Concept Mapping: A Graphical System for Understanding the Relationship Between Concepts

Eric Plotnick

This ERIC Digest is adapted from WWW documents prepared by Jan W.A. Lanzing, Department of Educational Instrumentation, Faculty of Educational Science and Technology, University of Twente, The Netherlands.

What is Concept Mapping?

In the 1960s, Joseph D. Novak (1993) at Cornell University began to study the concept mapping technique. His work was based on the theories of David Ausubel (1968), who stressed the importance of prior knowledge in being able to learn about new concepts. Novak concluded that "Meaningful learning involves the assimilation of new concepts and propositions into existing cognitive structures." A concept map is a graphical representation where nodes (points or vertices) represent concepts, and links (arcs or lines) represent the relationships between concepts. The concepts, and sometimes the links, are labeled on the concept map. The links between the concepts can be one-way, two-way, or non-directional. The concepts and the links may be categorized, and the concept map may show temporal or causal relationships between concepts.

Purpose of Concept Mapping

Concept mapping is a type of knowledge representation. Jonassen & Grabowski (1993, p. 433) state that structural knowledge may be seen as a separate type of knowledge. "Structural knowledge provides the conceptual basis for why. It describes how prior knowledge is interconnected. . . . Structural knowledge is most often depicted in terms of some sort of concept map that visually describes the relationships between ideas in a knowledge domain." Representing knowledge in the visual format of a concept map allows one to gain an overview of a domain of knowledge. Because the nodes contain only a keyword or a short sentence, more interpretation is required of the reader, but this may be positive. Concept mapping can be used for several purposes:

  • To generate ideas (brainstorming);
  • To design complex structures (long texts, hypermedia, large web sites);
  • To communicate complex ideas;
  • To aid learning by explicitly integrating new and old knowledge; and
  • To assess understanding or diagnose misunderstanding.

**Supplied data**
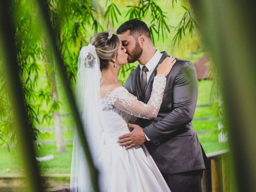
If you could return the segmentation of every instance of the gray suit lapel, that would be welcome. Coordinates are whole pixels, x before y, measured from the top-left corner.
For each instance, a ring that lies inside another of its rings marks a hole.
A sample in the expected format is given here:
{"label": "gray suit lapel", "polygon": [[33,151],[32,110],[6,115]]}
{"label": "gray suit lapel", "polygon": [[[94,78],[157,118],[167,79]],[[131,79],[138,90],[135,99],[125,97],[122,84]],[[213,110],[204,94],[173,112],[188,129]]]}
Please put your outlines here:
{"label": "gray suit lapel", "polygon": [[145,99],[144,100],[144,102],[145,103],[147,103],[148,102],[148,100],[150,98],[150,95],[151,95],[151,92],[152,92],[152,87],[153,86],[153,82],[154,82],[154,78],[156,75],[156,69],[158,66],[161,63],[164,59],[165,59],[166,57],[168,57],[169,55],[165,51],[163,51],[161,52],[163,54],[163,55],[162,56],[162,57],[160,59],[158,63],[157,64],[154,70],[154,71],[152,72],[150,77],[148,80],[148,82],[147,83],[147,85],[146,87],[146,89],[145,90]]}

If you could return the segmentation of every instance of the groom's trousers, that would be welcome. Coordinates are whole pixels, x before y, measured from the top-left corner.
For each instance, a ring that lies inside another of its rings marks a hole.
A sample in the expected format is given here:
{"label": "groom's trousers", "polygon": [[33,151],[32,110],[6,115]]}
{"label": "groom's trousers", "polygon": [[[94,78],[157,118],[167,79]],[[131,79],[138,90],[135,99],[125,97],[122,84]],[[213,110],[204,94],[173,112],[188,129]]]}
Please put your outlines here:
{"label": "groom's trousers", "polygon": [[202,170],[162,174],[172,192],[202,192]]}

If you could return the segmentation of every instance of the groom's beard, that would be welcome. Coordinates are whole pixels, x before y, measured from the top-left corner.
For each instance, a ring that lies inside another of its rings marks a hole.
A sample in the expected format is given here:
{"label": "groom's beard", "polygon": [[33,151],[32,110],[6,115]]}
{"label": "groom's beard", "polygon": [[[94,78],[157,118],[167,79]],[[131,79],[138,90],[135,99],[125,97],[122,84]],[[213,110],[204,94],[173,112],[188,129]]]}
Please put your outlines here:
{"label": "groom's beard", "polygon": [[[134,63],[139,59],[142,54],[142,49],[140,46],[139,42],[136,42],[135,44],[135,47],[133,50],[132,51],[130,54],[128,53],[128,59],[127,61],[128,63]],[[129,56],[130,56],[130,57]]]}

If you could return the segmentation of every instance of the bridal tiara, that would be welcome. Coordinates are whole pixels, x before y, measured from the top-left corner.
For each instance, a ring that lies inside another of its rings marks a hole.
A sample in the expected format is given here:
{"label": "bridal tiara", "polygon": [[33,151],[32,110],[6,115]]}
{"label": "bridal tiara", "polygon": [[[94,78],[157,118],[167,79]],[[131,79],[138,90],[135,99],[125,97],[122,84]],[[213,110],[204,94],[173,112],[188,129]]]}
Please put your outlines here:
{"label": "bridal tiara", "polygon": [[111,31],[110,31],[110,29],[108,29],[106,31],[106,32],[108,32],[108,39],[110,39],[110,38],[112,37],[112,36],[113,36],[113,35],[112,34],[112,33],[111,33]]}

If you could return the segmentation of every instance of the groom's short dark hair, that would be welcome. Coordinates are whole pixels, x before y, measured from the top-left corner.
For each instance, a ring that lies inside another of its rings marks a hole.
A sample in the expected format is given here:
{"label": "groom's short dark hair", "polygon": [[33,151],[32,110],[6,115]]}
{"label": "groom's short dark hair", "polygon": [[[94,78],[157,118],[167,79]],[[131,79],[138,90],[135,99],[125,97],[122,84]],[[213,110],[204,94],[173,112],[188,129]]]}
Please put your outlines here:
{"label": "groom's short dark hair", "polygon": [[130,35],[137,39],[139,36],[144,35],[152,42],[150,32],[147,24],[139,19],[133,19],[123,23],[116,31],[117,34],[122,34],[130,30]]}

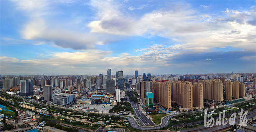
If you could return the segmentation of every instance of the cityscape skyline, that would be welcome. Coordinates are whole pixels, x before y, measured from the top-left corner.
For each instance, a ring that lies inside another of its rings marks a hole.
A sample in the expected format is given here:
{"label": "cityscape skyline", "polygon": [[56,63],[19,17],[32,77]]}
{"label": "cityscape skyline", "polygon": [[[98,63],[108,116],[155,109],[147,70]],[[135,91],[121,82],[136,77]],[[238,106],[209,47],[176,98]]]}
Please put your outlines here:
{"label": "cityscape skyline", "polygon": [[255,73],[255,1],[2,1],[0,74]]}

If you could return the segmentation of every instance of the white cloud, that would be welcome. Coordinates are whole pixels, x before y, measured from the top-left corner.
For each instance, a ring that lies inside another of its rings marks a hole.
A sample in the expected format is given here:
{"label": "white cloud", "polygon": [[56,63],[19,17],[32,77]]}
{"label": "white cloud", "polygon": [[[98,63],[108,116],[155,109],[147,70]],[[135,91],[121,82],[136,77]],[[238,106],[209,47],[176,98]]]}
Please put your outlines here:
{"label": "white cloud", "polygon": [[135,9],[135,8],[134,8],[133,6],[131,6],[129,7],[129,8],[128,8],[128,9],[131,11],[133,11]]}
{"label": "white cloud", "polygon": [[203,8],[208,8],[208,7],[210,7],[210,6],[208,6],[208,5],[199,5],[198,6],[199,6],[199,7],[202,7]]}

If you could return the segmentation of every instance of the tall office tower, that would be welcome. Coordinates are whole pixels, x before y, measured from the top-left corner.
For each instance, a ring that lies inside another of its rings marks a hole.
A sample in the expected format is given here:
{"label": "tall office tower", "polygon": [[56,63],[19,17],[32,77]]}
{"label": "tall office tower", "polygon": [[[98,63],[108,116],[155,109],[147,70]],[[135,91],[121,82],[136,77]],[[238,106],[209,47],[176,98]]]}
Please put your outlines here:
{"label": "tall office tower", "polygon": [[51,80],[46,80],[45,85],[51,85]]}
{"label": "tall office tower", "polygon": [[89,89],[91,88],[91,81],[90,80],[88,80],[86,82],[86,88]]}
{"label": "tall office tower", "polygon": [[135,77],[132,78],[132,85],[135,85],[135,83],[136,83],[136,79]]}
{"label": "tall office tower", "polygon": [[43,86],[44,101],[49,102],[52,101],[52,93],[53,88],[51,85],[45,85]]}
{"label": "tall office tower", "polygon": [[183,82],[182,86],[182,107],[191,108],[193,107],[192,82]]}
{"label": "tall office tower", "polygon": [[212,100],[222,101],[222,82],[221,80],[214,79],[211,80],[211,94]]}
{"label": "tall office tower", "polygon": [[140,91],[140,83],[135,83],[135,91],[137,93],[139,93],[138,90]]}
{"label": "tall office tower", "polygon": [[77,88],[78,87],[78,85],[80,84],[81,82],[81,81],[80,80],[80,79],[76,79],[76,87]]}
{"label": "tall office tower", "polygon": [[56,78],[55,79],[55,86],[56,87],[59,86],[59,78]]}
{"label": "tall office tower", "polygon": [[204,98],[212,99],[212,82],[209,80],[202,80],[202,81],[203,85]]}
{"label": "tall office tower", "polygon": [[85,88],[86,87],[86,82],[87,81],[87,79],[84,79],[84,87]]}
{"label": "tall office tower", "polygon": [[182,105],[182,83],[179,81],[172,82],[172,97],[178,105]]}
{"label": "tall office tower", "polygon": [[230,80],[226,81],[225,91],[226,99],[232,100],[232,82]]}
{"label": "tall office tower", "polygon": [[123,71],[118,71],[119,73],[118,78],[118,89],[121,90],[123,90],[124,89],[124,79],[123,75]]}
{"label": "tall office tower", "polygon": [[231,79],[236,79],[237,77],[241,77],[241,75],[240,74],[232,74],[231,75]]}
{"label": "tall office tower", "polygon": [[245,85],[243,83],[239,83],[239,97],[243,98],[245,96]]}
{"label": "tall office tower", "polygon": [[96,83],[96,77],[91,77],[91,81],[92,84]]}
{"label": "tall office tower", "polygon": [[28,96],[33,95],[33,83],[32,80],[23,80],[20,81],[20,96]]}
{"label": "tall office tower", "polygon": [[119,78],[119,72],[120,71],[118,71],[116,72],[116,86],[118,86],[118,78]]}
{"label": "tall office tower", "polygon": [[193,102],[194,106],[203,108],[203,84],[195,83],[193,86]]}
{"label": "tall office tower", "polygon": [[3,87],[8,90],[10,90],[11,88],[10,85],[10,79],[3,79]]}
{"label": "tall office tower", "polygon": [[144,73],[143,74],[143,79],[145,79],[147,77],[146,76],[146,73]]}
{"label": "tall office tower", "polygon": [[98,79],[96,80],[96,86],[97,87],[101,87],[101,81],[100,79]]}
{"label": "tall office tower", "polygon": [[146,103],[146,92],[152,92],[152,82],[142,81],[141,82],[140,94],[141,98],[144,104]]}
{"label": "tall office tower", "polygon": [[83,88],[82,84],[78,84],[77,86],[77,90],[79,91],[82,91],[82,89]]}
{"label": "tall office tower", "polygon": [[60,88],[64,88],[64,81],[63,80],[61,80],[60,82],[59,87]]}
{"label": "tall office tower", "polygon": [[16,84],[17,84],[16,85],[19,85],[20,84],[20,80],[19,80],[19,78],[15,77],[15,78],[16,78]]}
{"label": "tall office tower", "polygon": [[116,89],[116,101],[120,102],[120,90]]}
{"label": "tall office tower", "polygon": [[[114,81],[115,81],[115,86],[116,86],[116,78],[112,78],[112,80],[113,80]],[[105,82],[105,84],[106,83],[106,82]]]}
{"label": "tall office tower", "polygon": [[111,69],[108,69],[108,80],[111,80]]}
{"label": "tall office tower", "polygon": [[146,105],[147,106],[148,110],[154,109],[154,94],[151,92],[147,92]]}
{"label": "tall office tower", "polygon": [[135,77],[138,77],[138,71],[135,71]]}
{"label": "tall office tower", "polygon": [[232,83],[232,95],[234,99],[239,98],[239,82],[235,81]]}
{"label": "tall office tower", "polygon": [[106,81],[106,92],[111,94],[115,93],[115,81],[111,80]]}
{"label": "tall office tower", "polygon": [[54,77],[51,78],[51,85],[53,87],[55,86],[55,78]]}
{"label": "tall office tower", "polygon": [[151,75],[150,73],[147,74],[147,78],[148,78],[148,79],[150,79],[151,78]]}

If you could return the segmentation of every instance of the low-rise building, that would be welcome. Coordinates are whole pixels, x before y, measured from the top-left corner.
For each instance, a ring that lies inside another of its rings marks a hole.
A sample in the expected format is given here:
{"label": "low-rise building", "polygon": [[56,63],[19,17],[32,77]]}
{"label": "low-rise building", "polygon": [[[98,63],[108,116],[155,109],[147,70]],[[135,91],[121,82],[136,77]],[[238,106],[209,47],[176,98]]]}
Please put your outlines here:
{"label": "low-rise building", "polygon": [[34,115],[33,115],[33,118],[36,120],[38,120],[40,119],[40,115],[38,114]]}
{"label": "low-rise building", "polygon": [[3,128],[3,123],[0,122],[0,129],[2,129]]}
{"label": "low-rise building", "polygon": [[33,115],[35,114],[35,113],[30,111],[26,111],[26,114],[30,115]]}
{"label": "low-rise building", "polygon": [[14,128],[15,127],[15,123],[16,122],[16,120],[9,120],[6,121],[6,123],[12,126],[13,128]]}
{"label": "low-rise building", "polygon": [[28,105],[23,103],[22,104],[22,107],[25,108],[26,109],[31,109],[32,111],[34,111],[35,110],[35,106],[29,106]]}
{"label": "low-rise building", "polygon": [[77,104],[92,104],[93,103],[93,99],[77,99],[76,100],[76,103]]}
{"label": "low-rise building", "polygon": [[44,127],[43,128],[43,131],[44,132],[67,132],[67,131],[62,130],[60,129],[57,129],[54,127],[50,127],[49,126]]}

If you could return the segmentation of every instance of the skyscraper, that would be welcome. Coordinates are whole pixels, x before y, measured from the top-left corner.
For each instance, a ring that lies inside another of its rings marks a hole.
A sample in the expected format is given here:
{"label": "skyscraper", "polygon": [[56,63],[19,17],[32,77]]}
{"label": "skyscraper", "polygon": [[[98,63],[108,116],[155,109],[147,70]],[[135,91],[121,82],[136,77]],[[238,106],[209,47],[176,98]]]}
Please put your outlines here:
{"label": "skyscraper", "polygon": [[193,107],[192,82],[185,82],[182,83],[182,107],[191,108]]}
{"label": "skyscraper", "polygon": [[225,92],[226,99],[228,100],[232,100],[232,82],[230,80],[226,81]]}
{"label": "skyscraper", "polygon": [[115,93],[115,81],[111,80],[106,81],[106,92],[112,94]]}
{"label": "skyscraper", "polygon": [[239,97],[242,98],[245,96],[245,85],[243,83],[239,83]]}
{"label": "skyscraper", "polygon": [[235,81],[232,84],[232,95],[235,99],[239,98],[239,82]]}
{"label": "skyscraper", "polygon": [[195,83],[193,86],[193,102],[194,107],[203,108],[203,85],[200,83]]}
{"label": "skyscraper", "polygon": [[138,71],[137,70],[135,71],[135,77],[138,77]]}
{"label": "skyscraper", "polygon": [[118,83],[117,84],[117,85],[118,86],[118,89],[123,90],[124,89],[124,79],[123,75],[123,71],[118,71],[117,72],[117,73],[119,74],[118,74],[118,81],[117,81]]}
{"label": "skyscraper", "polygon": [[111,69],[108,69],[107,73],[108,74],[108,78],[107,79],[108,80],[111,80]]}
{"label": "skyscraper", "polygon": [[144,81],[141,82],[141,89],[140,94],[141,98],[144,104],[146,103],[146,93],[147,92],[152,92],[152,82]]}
{"label": "skyscraper", "polygon": [[76,88],[78,87],[78,85],[80,84],[81,82],[81,81],[79,79],[76,79]]}
{"label": "skyscraper", "polygon": [[116,89],[116,101],[120,102],[120,90]]}
{"label": "skyscraper", "polygon": [[49,102],[52,100],[53,88],[51,85],[45,85],[43,88],[44,101]]}
{"label": "skyscraper", "polygon": [[33,84],[32,80],[23,80],[20,81],[20,96],[28,96],[33,95]]}

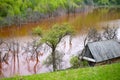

**Exercise instructions**
1. Retype the part of the concept mapping text that opens with the words containing "Eric Plotnick" and closes with "is Concept Mapping?".
2. In the concept mapping text, what do the links on a concept map represent?
The listing has nothing to do with this work.

**Answers for the tasks**
1.
Eric Plotnick

This ERIC Digest is adapted from WWW documents prepared by Jan W.A. Lanzing, Department of Educational Instrumentation, Faculty of Educational Science and Technology, University of Twente, The Netherlands.

What is Concept Mapping?

2. The relationships between concepts.